_Instruction_: Pick out each line below that contains the word "written". Case counts.
-*-*-
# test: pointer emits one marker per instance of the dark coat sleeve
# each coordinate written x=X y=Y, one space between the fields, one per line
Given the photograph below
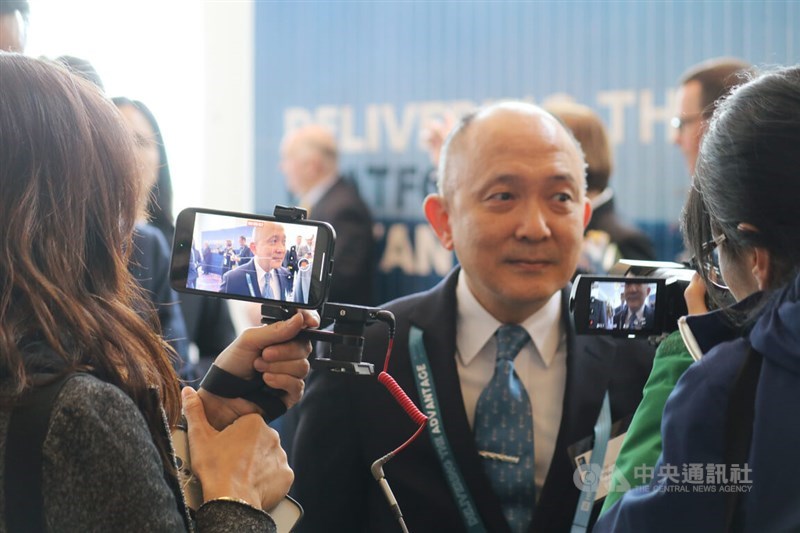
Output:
x=103 y=472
-*-*-
_Answer below_:
# each coordinate written x=X y=Y, one space between the fields, one per line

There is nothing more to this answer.